■ Passage to read ■
● ● ● ● ●

U.S. Needs More Immigrants

With longer life expectancy, increasing numbers of baby-boomer retirements from the active labor force and  a low birth rate that now is lower than the death rate, the U.S. increasingly faces the need to find more workers. The source is obvious: more immigrants.[1]

Barron’s Article[2]

A noted business publication, Barron’s, put it this way, “Across the nation, in industries as varied as trucking, construction, retailing, fast food, oil drilling, technology, and manufacturing, it’s becoming increasingly difficult to find good help. And with the economy in its ninth year of growth and another baby boomer retiring every nine seconds, the labor crunch is about to get much worse.”

“Census Bureau projections show the overall U.S. population, a rough proxy for the country’s demand for goods and services, growing faster than the workforce— which supplies those goods and services— through 2030 and probably beyond. From 2017 to 2027, the nation faces a shortage of 8.2 million workers, according to Thomas Lee, head of research at Fundstrat Global Advisors.”

● ● ● ● ●

Extracted data entries:
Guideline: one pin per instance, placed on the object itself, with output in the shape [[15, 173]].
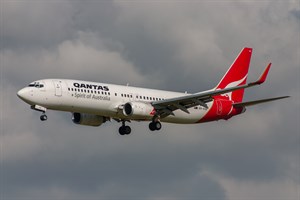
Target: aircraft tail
[[237, 75]]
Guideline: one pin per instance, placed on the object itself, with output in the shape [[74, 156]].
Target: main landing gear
[[124, 130], [43, 117], [155, 126], [42, 109]]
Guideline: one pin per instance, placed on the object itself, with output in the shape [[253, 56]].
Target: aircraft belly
[[181, 117]]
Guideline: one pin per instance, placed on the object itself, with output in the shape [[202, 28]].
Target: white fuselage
[[102, 99]]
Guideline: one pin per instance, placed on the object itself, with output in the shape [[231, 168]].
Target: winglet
[[264, 75]]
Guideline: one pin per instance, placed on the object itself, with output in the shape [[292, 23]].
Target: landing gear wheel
[[155, 126], [124, 130], [43, 117]]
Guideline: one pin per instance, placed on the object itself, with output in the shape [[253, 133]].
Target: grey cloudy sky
[[174, 45]]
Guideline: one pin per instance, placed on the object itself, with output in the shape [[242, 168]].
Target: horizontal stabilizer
[[251, 103]]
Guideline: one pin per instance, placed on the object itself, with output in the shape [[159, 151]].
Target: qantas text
[[90, 86]]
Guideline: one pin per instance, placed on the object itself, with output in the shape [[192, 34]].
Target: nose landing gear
[[124, 130]]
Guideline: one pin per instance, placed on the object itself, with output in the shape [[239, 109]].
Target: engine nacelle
[[88, 119], [138, 109]]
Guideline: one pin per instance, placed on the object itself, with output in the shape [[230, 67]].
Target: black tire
[[127, 130], [121, 130], [43, 117], [157, 126]]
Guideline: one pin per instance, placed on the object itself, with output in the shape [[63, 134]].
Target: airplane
[[93, 104]]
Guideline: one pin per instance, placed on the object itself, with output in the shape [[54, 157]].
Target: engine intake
[[88, 119]]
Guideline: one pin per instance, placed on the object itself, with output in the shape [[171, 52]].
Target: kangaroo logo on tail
[[236, 75]]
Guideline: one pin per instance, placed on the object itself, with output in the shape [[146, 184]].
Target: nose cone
[[24, 94]]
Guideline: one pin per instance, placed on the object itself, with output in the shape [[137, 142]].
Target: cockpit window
[[36, 84]]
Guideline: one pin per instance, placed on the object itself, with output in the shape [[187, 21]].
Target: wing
[[166, 107]]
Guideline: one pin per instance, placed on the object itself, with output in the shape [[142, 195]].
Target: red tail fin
[[237, 75]]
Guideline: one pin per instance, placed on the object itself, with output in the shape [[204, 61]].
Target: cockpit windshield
[[36, 84]]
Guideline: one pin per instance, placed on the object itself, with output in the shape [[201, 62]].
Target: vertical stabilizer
[[237, 75]]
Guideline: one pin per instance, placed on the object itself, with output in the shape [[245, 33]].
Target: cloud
[[167, 45]]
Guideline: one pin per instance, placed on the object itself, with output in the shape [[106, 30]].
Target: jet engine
[[88, 119], [138, 109]]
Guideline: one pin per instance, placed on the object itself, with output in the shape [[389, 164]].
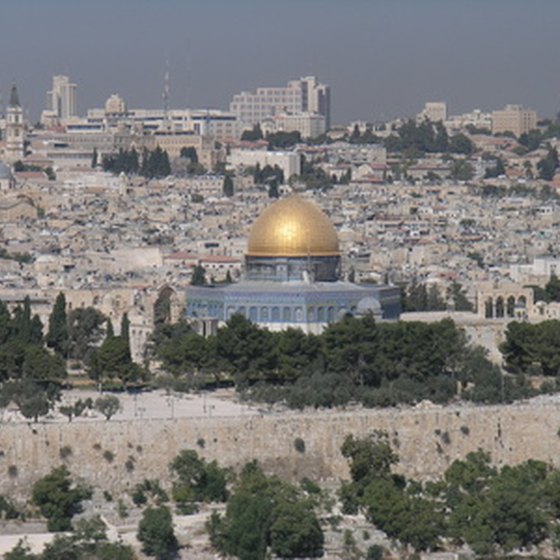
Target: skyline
[[403, 53]]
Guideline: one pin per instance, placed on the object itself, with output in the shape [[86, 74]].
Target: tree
[[85, 331], [198, 277], [57, 337], [198, 480], [461, 144], [547, 166], [462, 170], [113, 360], [266, 512], [295, 531], [59, 499], [228, 188], [125, 329], [458, 297], [190, 153], [273, 189], [108, 405], [496, 171], [252, 135], [155, 532], [21, 551]]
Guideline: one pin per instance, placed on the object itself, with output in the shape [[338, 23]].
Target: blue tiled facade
[[318, 303]]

● ● ● ● ●

■ Given problem ■
Please write out the whole passage above on the U.S. needing more immigrants, word for word from its title to its last sentence.

■ Expected answer ■
U.S. Needs More Immigrants

With longer life expectancy, increasing numbers of baby-boomer retirements from the active labor force and  a low birth rate that now is lower than the death rate, the U.S. increasingly faces the need to find more workers. The source is obvious: more immigrants.[1]

Barron’s Article[2]

A noted business publication, Barron’s, put it this way, “Across the nation, in industries as varied as trucking, construction, retailing, fast food, oil drilling, technology, and manufacturing, it’s becoming increasingly difficult to find good help. And with the economy in its ninth year of growth and another baby boomer retiring every nine seconds, the labor crunch is about to get much worse.”

“Census Bureau projections show the overall U.S. population, a rough proxy for the country’s demand for goods and services, growing faster than the workforce— which supplies those goods and services— through 2030 and probably beyond. From 2017 to 2027, the nation faces a shortage of 8.2 million workers, according to Thomas Lee, head of research at Fundstrat Global Advisors.”